▸ **Exercise aim**
Locate every line in the items below that contains the word "mountain", and copy each of those lines.

#####

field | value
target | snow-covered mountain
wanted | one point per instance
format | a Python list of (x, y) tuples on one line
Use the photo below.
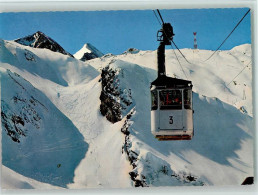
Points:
[(88, 52), (40, 40), (56, 125)]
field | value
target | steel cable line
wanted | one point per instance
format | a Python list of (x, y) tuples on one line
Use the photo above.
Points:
[(166, 35), (239, 73), (179, 62), (228, 35), (157, 17), (235, 76), (171, 44)]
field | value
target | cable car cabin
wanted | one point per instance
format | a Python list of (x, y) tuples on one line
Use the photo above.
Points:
[(171, 109)]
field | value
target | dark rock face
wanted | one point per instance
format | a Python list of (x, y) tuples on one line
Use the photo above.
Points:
[(109, 106), (88, 56), (40, 40)]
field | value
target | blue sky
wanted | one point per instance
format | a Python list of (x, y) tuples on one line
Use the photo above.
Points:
[(116, 31)]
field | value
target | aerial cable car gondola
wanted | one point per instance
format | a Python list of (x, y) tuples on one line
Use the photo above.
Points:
[(171, 98)]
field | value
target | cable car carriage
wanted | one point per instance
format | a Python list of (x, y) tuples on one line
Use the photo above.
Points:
[(171, 98), (171, 109)]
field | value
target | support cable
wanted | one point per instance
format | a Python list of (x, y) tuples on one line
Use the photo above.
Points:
[(229, 34)]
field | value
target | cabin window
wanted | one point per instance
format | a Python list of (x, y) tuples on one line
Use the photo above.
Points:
[(154, 100), (187, 99), (170, 99)]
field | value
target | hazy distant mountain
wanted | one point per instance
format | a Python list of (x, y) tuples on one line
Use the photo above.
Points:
[(88, 52)]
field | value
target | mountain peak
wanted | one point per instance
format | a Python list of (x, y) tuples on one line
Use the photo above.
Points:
[(40, 40), (88, 52)]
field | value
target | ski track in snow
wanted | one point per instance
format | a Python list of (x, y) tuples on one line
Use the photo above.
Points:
[(76, 94)]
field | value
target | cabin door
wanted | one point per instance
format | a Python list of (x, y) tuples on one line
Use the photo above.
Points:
[(171, 113)]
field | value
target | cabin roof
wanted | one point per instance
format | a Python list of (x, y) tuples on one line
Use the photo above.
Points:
[(169, 82)]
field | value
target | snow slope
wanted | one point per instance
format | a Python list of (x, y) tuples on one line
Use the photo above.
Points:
[(14, 180), (125, 154)]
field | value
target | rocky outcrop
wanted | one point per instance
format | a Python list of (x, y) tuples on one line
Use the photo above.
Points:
[(40, 40)]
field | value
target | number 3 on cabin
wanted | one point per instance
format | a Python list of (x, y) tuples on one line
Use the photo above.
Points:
[(171, 120)]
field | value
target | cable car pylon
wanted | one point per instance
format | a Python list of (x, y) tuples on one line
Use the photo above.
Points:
[(171, 98)]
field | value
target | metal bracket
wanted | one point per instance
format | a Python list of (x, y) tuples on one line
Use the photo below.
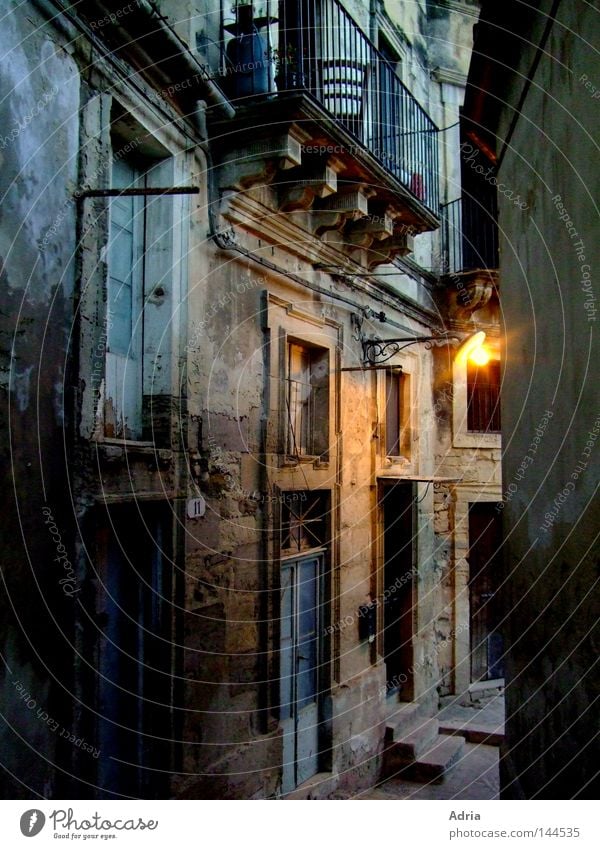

#####

▸ **Result for this task**
target | snow-covered mountain
target | hazy distant mountain
target | mountain peak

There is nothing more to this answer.